Reading text:

School and Society
Chapter 5: Froebel's Educational Principles
One of the traditions of the Elementary School of the University of Chicago is of a visitor who, in its early days, called to see the kindergarten. On being told that the school had not as yet established one, she asked if there were not singing, drawing, manual training, plays and dramatizations, and attention to the children's social relations. When her questions were answered in the affirmative, she remarked, both triumphantly and indignantly, that that was what she understood by a kindergarten, and that she did not know what was meant by saying that the school had no kindergarten. The remark was perhaps justified in spirit, if not in letter. At all events, it suggests that in a certain sense the school endeavors throughout its whole course —now including children between four and thirteen —to carry into effect certain principles which Froebel was perhaps the first consciously to set forth. Speaking still in general, these principles are:
1. That the primary business of school is to train children in co-operative and mutually helpful living; to foster in them the consciousness of mutual interdependence; and to help them
(112) practically in making the adjustments that will carry this spirit into overt deeds.
2. That the primary root of all educative activity is in the instinctive, impulsive attitudes and activities of the child, and not in the presentation and application of external material, whether through the ideas of others or through the senses; and that, accordingly, numberless spontaneous activities of children, plays, games, mimic efforts, even the apparently meaningless motions of infants —exhibitions previously ignored as trivial, futile, or even condemned as positively evil— are capable of educational use; nay, are the foundation-stones of educational method.
3. That these individual tendencies and activities are organized and directed through the uses made of them in keeping up the co-operative living already spoken of; taking advantage of them to reproduce on the child's plane the typical doings and occupations of the larger, maturer society into which he is finally to go forth; and that it is through production and creative use that valuable knowledge is secured and clinched.
So far as these statements correctly represent Froebel's educational philosophy, the School should be regarded as its exponent. An attempt is making to act upon them with as much faith and sincerity in their application to children of twelve as to children of four. This attempt, however, to
(113) assume what might be called the kindergarten attitude throughout the whole school makes necessary certain modifications of the work done in what is more technically known as the kindergarten period—that is, with the children between the ages of four and six. It is necessary only to state reasons for believing that in spite of the apparently radical character of some of them they are true to the. spirit of Froebel.

Dataset content:
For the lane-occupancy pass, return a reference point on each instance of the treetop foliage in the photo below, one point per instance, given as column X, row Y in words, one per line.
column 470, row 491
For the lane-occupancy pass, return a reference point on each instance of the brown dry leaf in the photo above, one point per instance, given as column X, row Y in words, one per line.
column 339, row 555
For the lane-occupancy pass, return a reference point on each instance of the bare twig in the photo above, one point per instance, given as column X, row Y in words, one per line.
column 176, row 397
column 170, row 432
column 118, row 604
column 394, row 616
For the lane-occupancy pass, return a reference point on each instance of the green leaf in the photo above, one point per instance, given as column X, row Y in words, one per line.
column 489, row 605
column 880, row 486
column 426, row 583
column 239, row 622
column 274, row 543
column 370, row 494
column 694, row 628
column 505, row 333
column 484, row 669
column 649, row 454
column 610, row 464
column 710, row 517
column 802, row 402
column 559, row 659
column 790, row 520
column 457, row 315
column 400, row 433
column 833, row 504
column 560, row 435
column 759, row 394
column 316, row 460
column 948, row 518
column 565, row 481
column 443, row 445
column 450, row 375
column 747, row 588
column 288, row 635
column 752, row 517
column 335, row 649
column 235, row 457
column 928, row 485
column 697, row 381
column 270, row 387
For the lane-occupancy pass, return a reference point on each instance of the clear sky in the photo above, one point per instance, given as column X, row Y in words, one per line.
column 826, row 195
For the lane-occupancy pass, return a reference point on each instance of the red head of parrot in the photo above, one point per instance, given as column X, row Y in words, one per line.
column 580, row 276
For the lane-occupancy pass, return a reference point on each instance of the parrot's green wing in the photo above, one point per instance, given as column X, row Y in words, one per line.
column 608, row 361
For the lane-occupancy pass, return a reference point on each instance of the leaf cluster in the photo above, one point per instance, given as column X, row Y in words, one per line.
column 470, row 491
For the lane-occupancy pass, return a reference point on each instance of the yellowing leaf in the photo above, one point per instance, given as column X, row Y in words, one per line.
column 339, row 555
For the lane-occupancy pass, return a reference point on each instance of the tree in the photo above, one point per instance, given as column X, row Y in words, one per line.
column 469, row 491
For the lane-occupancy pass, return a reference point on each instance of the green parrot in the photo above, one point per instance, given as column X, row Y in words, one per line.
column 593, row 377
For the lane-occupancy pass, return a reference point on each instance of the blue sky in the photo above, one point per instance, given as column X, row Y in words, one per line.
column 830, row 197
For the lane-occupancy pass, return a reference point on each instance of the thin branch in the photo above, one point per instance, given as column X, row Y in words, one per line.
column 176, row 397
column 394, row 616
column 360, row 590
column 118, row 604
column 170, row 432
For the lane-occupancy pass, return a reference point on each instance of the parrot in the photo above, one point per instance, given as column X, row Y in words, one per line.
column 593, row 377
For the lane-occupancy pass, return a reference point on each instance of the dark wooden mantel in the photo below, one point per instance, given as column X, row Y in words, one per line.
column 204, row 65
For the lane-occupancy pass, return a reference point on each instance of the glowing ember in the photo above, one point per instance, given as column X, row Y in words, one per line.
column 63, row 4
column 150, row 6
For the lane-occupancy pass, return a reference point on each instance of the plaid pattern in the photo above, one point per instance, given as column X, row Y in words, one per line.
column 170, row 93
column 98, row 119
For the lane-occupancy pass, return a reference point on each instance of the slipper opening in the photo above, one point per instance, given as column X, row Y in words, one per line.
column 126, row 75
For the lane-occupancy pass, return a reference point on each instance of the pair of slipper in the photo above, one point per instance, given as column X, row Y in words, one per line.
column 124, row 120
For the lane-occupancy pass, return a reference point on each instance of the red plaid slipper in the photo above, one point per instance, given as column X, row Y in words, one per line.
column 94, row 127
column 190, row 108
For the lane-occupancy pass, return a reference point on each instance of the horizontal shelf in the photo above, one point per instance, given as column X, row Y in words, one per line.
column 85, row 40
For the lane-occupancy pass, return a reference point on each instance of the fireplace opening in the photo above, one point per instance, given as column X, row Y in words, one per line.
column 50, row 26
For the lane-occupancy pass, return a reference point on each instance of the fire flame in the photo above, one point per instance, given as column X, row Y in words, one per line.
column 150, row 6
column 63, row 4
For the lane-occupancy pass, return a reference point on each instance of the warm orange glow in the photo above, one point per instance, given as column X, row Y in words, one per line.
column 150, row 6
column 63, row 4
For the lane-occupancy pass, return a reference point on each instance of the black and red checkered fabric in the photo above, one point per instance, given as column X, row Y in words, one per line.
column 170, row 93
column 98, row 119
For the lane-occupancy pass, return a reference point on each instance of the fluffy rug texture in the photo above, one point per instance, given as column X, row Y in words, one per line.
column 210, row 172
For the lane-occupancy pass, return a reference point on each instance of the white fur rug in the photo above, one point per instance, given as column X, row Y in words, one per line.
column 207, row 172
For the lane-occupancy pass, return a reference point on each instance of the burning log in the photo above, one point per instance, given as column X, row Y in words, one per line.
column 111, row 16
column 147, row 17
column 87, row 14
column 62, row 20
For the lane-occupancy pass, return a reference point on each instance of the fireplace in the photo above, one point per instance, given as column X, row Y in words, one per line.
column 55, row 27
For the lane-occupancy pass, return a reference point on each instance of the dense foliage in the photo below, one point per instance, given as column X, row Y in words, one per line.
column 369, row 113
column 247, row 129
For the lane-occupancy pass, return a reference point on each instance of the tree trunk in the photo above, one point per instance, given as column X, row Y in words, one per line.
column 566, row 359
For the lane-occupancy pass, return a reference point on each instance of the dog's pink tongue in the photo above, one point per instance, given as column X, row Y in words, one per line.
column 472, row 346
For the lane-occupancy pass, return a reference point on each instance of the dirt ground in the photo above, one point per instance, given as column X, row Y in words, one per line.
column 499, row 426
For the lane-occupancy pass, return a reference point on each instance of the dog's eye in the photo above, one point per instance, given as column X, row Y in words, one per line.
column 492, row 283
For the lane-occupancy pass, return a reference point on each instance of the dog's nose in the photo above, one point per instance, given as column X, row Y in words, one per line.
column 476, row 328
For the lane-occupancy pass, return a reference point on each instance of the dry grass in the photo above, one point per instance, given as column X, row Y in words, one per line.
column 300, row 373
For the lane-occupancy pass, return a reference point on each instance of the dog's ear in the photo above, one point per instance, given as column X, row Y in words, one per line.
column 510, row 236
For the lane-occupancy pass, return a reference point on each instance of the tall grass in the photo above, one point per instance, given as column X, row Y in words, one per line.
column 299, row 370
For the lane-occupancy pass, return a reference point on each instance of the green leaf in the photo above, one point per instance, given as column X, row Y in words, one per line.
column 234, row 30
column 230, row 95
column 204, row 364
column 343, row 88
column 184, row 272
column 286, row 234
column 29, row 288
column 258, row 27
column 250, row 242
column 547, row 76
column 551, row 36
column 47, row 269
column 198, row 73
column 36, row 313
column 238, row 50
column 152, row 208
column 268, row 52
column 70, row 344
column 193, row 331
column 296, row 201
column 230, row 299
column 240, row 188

Task to complete:
Answer these questions from the chapter on Froebel's educational principles.
1. What did the visitor in the school's early days call to see?
2. What age range does the school's whole course now include?
3. Which ages does the chapter give for the kindergarten period?
The records are separate material from the chapter on Froebel's educational principles.

Answer:
1. The kindergarten.
2. Children between four and thirteen.
3. Between four and six.